> _WHAT YOU ARE ASKED TO DO_
In the text on automation in higher education, where did a student once have to submit the paper grade-change form?

> _TEXT_
%%

How Automation is Helping Higher Education

Ketty Colom April 26, 2019 Automation

How Automation is Helping Higher Education

Higher education institutions, like any other public-facing organization, run on interactions between departments, individuals and the public. These interactions are usually complex in nature and include a variety of objectives such as student enrollment, budget management, and daily operational tasks. If you are completing these processes manually, then you already know that they consist of a lot of busywork and are far too time-consuming. These tasks become repetitive and prone to human error. That’s where automation can help higher ed institutions.

In the past, in order to do something as simple as a grade change, the student had to fill out a paper form and get various signatures across campus. Then, they had to submit it to the Registrar’s office where an admin manually entered the grade change. What happens if that admin lost that piece of paper? Or if the admin enters the wrong grade on accident? That student would have to do the entire process all over again.

%%

> _INFORMATION GIVEN_
%%

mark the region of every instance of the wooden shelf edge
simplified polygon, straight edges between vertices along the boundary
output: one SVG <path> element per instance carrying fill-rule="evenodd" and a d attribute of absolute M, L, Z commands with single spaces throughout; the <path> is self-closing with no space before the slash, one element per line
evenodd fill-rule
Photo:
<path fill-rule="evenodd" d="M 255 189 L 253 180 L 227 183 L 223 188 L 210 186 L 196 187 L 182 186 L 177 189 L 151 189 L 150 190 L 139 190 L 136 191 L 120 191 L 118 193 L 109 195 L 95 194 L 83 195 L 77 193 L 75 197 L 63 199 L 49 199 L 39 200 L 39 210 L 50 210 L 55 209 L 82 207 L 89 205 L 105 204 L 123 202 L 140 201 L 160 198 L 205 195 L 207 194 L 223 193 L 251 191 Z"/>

%%

> _EXPECTED OUTPUT_
To the Registrar's office.